Requisitos del ejercicio.
(1) Según el pasaje citado sobre el caso de Ana, ¿por qué el informe pericial cuestiona el uso de los psicofármacos? Responde en un máximo de tres oraciones.
(2) En el pasaje citado, ¿qué título tenía el artículo contra la eutanasia que firmó el médico de la CGE?
(3) Prosigue el pasaje citado sobre el caso de Ana y la eutanasia a partir de su última oración.

Pasaje citado.
%%

Que el médico de la CGE que hizo la verificación previa, unos meses antes firmara un artículo contra la eutanasia titulado “¿Hemos perdido el sentido común?”, solo es una anécdota, pero ayuda a entender qué demonios está pasando en algunos territorios con la eutanasia.
La CGE desestimó la reclamación con un copia y pega del informe anterior y le negó otra vez su derecho a una muerte digna. Sin más, sin verla, sin hablar con nadie. Sin compasión, sin humanidad. Una CGE con una o dos reclamaciones en todo el año, que no tiene otra cosa que hacer. Ana moriría 5 meses después de esa reunión.
El representante de Ana, con bastante escepticismo, recurrió al contencioso administrativo. Tenía razón, a ella no le iba a servir de nada. Para su abogado, “el núcleo gordiano sobre que el que gira el presente recurso es la calificación del sufrimiento de la peticionante".
Un médico también hizo un magnífico informe pericial en el que, entre otras cosas, señalaba que Ana no estaba tranquila, sino sedada, llamando la atención sobre la compleja problemática del uso de los psicofármacos como una contención química, considerada una coerción a la libertad de movimientos semejante a la contención mecánica (ataduras) y física (encierre). Los efectos secundarios de los tranquilizantes no solo provocan sufrimiento físico, sino que además pueden ser denigrantes y atentar contra la dignidad de las personas.

%%

Datos.
%%

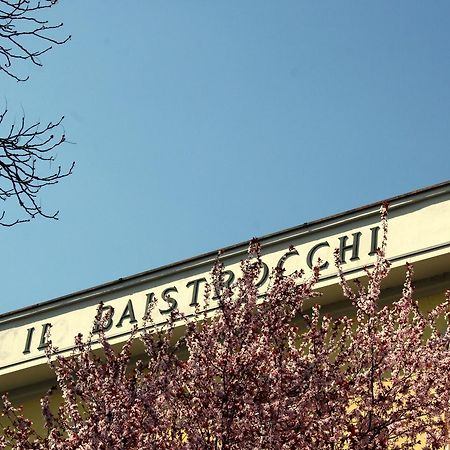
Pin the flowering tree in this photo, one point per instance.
(259, 375)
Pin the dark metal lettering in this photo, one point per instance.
(312, 252)
(149, 304)
(128, 313)
(27, 348)
(264, 277)
(170, 300)
(374, 241)
(196, 283)
(286, 256)
(100, 324)
(43, 343)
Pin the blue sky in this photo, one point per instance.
(200, 124)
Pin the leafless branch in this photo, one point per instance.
(26, 157)
(21, 28)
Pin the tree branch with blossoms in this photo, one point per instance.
(261, 374)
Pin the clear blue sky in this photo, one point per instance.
(201, 124)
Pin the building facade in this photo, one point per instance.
(419, 233)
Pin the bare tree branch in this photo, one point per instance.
(27, 150)
(26, 157)
(21, 29)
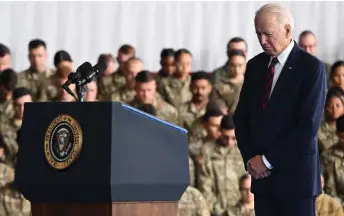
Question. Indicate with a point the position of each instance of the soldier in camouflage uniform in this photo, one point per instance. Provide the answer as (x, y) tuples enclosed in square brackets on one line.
[(326, 205), (197, 130), (212, 120), (228, 87), (145, 88), (10, 127), (332, 160), (308, 42), (176, 89), (168, 66), (334, 107), (200, 88), (106, 83), (55, 82), (220, 73), (336, 74), (125, 52), (12, 202), (5, 57), (127, 92), (35, 78), (245, 207), (8, 81), (221, 167), (192, 202), (63, 59)]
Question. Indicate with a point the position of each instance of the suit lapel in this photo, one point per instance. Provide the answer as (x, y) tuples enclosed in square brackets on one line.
[(285, 76)]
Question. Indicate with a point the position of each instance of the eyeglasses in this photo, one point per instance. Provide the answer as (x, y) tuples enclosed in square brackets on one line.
[(242, 189)]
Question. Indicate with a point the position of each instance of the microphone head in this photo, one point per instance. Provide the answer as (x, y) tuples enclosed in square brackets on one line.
[(100, 68), (84, 68)]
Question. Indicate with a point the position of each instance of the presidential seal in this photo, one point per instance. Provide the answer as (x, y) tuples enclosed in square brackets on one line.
[(63, 142)]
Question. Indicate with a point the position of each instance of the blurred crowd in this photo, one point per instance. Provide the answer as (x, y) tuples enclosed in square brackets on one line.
[(203, 102)]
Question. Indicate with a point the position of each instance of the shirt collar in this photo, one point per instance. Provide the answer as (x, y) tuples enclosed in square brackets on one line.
[(282, 58)]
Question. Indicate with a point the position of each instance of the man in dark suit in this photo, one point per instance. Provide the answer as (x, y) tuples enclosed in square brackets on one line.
[(278, 116)]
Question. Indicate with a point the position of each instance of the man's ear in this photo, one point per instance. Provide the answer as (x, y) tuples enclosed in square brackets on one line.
[(287, 29)]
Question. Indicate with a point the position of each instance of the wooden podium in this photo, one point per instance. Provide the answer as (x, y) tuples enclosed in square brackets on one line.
[(101, 159)]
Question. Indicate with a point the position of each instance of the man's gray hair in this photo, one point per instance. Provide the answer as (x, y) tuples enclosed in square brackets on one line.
[(283, 15)]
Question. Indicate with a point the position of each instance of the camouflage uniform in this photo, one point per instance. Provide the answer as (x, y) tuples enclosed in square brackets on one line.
[(175, 91), (107, 85), (197, 131), (52, 88), (8, 130), (12, 202), (327, 136), (7, 109), (159, 76), (35, 81), (189, 113), (240, 210), (328, 206), (220, 171), (192, 172), (220, 73), (123, 94), (333, 162), (164, 110), (196, 145), (192, 203), (228, 92)]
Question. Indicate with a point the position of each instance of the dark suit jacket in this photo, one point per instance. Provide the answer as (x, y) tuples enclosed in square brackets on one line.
[(286, 131)]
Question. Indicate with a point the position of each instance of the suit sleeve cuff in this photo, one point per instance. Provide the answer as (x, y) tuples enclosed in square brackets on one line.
[(266, 162)]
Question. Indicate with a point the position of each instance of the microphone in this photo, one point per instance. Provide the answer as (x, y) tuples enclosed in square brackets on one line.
[(89, 75), (75, 77)]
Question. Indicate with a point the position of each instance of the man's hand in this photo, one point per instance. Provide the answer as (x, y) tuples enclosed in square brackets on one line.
[(257, 169)]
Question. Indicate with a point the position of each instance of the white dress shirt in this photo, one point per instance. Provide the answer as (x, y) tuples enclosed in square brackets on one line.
[(282, 59)]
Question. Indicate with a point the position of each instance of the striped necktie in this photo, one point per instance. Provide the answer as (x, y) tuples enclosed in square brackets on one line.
[(268, 82)]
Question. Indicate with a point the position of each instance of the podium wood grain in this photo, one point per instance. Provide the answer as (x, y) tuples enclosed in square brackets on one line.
[(106, 209)]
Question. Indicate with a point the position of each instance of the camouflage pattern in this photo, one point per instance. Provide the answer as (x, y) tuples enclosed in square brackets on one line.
[(123, 94), (240, 210), (164, 110), (189, 113), (326, 205), (7, 109), (175, 91), (228, 92), (52, 88), (332, 161), (197, 131), (192, 172), (158, 77), (196, 145), (107, 85), (220, 73), (192, 203), (36, 82), (6, 176), (12, 202), (327, 136), (220, 171), (8, 130)]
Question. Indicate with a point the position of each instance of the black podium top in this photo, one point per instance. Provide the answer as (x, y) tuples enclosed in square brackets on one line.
[(99, 152)]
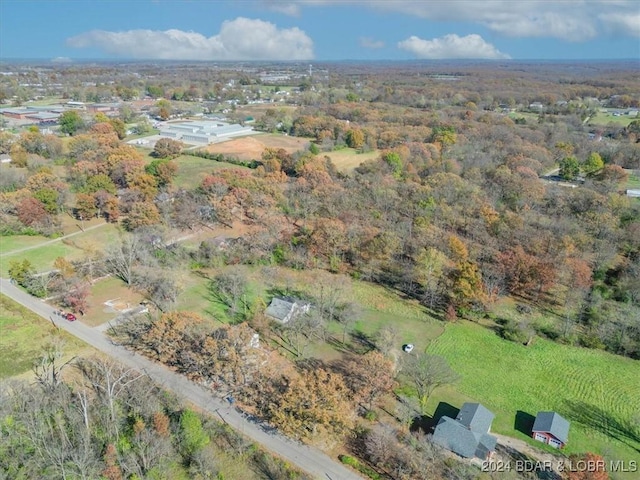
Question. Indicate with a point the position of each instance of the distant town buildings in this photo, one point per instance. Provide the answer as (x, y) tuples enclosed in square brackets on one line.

%%

Respuestas escritas.
(1) Porque su uso como contención química se considera una coerción a la libertad de movimientos, semejante a la contención mecánica y a la física. Además, los efectos secundarios de los tranquilizantes provocan sufrimiento físico y pueden ser denigrantes y atentar contra la dignidad de las personas.

(2) “¿Hemos perdido el sentido común?”

(3)
¿Y qué hacemos? ¿Le retiramos la medicación para ver si se agita, se pone agresiva y ver cuánto sufre? Eso sería absurdo y maleficiente. La única opción aceptable es respetar su voluntad. (Esto de la contención química no lo entendió el letrado de la Comunidad Autónoma, que no se resistió a demostrar su ignorancia tratando de descalificar en su escrito el informe pericial del médico. En fin).
Para la forense, como cualquier enfermedad crónica e imposibilitante, el Alzheimer provoca sufrimiento. “En un momento de la evolución de la enfermedad, tal requisito era visible, por lo que en ese momento adquirió el derecho que solicita, si bien dada la evolución de la enfermedad no expresa ni verbaliza ningún tipo de sufrimiento por el severo deterioro cognitivo, lo que no significa que no exista. Y lógicamente ese progreso de la enfermedad no debe perjudicar un derecho adquirido con anterioridad.”
Conclusión:
- La solicitud de eutanasia en un testamento vital, por una demencia o cualquier otro daño cerebral como un estado vegetativo, lleva implícita tal consideración personal de pérdida de dignidad, que necesariamente significa que existe un sufrimiento físico o psíquico constante e intolerable para quien lo padece.
- Esta consideración personal es independiente de la impresión de sufrimiento percibida por otras personas.
- Como en cualquier otro padecimiento, es la persona solicitante la única que puede calificar el sufrimiento como constante e intolerable, en este caso de forma anticipada.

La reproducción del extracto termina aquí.